*What you need to do*:
**A.** List every number in the oil market text, counting times and numbers written as words.
**B.** Write the next part of the oil market text, starting after its last sentence.

The volatility that we saw in the crude oil markets
has subsided somewhat as we approach the weekend, preceded by a tumultuous few
days.
The oil price is back in the green for both WTI and
Brent, gaining 0.55% and 0.51% respectively as of 15:20 GMT.
The rate of both the rise and fall of the oil price
has been modest and in that context, the latter never being truly branded as a crash.
It’s clear that the spread of the Delta variant,
despite the success of vaccine rollout in certain developed nations, has taken
its toll on the crude oil markets.
The crude oil inventory build-up in the US, which
had been going down for seven successive weeks, clearly shows that the spread
of the pandemic is serious in the country, although the death toll is
significantly lower than what it was during the previous waves of the
Coronavirus.

*Listed records*:
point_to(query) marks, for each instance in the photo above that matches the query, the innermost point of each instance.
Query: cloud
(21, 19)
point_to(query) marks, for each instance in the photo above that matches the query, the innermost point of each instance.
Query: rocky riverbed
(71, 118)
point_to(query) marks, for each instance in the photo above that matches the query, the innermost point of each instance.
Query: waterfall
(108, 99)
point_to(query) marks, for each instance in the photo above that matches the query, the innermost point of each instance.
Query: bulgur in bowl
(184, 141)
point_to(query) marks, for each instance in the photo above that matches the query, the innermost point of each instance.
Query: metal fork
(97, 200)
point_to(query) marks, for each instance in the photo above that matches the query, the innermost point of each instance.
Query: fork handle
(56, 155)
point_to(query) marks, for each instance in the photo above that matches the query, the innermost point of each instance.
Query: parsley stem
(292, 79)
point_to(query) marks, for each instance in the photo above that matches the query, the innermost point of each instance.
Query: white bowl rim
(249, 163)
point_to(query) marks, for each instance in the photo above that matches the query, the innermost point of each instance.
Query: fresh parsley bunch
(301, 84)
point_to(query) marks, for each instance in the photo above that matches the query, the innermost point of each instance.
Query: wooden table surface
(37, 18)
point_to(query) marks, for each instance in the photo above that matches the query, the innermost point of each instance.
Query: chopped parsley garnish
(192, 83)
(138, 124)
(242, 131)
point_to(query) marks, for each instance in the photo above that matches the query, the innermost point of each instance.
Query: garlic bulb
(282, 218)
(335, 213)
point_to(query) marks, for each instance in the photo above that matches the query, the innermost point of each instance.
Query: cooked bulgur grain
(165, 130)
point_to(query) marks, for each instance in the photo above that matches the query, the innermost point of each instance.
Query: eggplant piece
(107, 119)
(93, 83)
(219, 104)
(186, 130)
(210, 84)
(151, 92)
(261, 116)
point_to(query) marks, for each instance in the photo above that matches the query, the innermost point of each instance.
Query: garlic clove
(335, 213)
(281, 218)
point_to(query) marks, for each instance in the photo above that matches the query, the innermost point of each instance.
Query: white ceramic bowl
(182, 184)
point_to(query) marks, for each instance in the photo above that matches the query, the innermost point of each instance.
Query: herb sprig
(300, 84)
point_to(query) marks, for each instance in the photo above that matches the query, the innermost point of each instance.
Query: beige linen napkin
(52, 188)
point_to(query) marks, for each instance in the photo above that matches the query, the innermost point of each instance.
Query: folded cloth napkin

*Expected outputs*:
**A.**
- 0.55%
- 0.51%
- 15:20 GMT
- seven

**B.**
On Tuesday, the API, American Petroleum Institute,
forecast that there would be a build-up in the US oil inventories – just about
800,000 barrels for the week ending 16, July. The EIA, US Energy Information
Administration, however, came up with the real figure on Wednesday that turned
out to be much more than the forecast made by the API – 2.1 million barrels for
the same period.
Since the rift between the UAE and Saudi Arabia has
subsided for the time being and progress in the talks over the JCPOA, 2015
Iranian nuclear deal is in a stalemate at present, the crude oil price is going
to be determined by good, old market lever, loosely attached to the supply-demand
fulcrum.
The price of crude oil at the current level is in a
meaningful position: on one hand, the producers can go beyond the break-even
points and stay relevant; on the other hand, it’s sustainable, as ridiculously
high oil price is going to backfire on the producers, if they become too
ambitious; above all, we are still in the middle of the pandemic – technically –
and nobody wants to derail with unrealistically ambitious goals.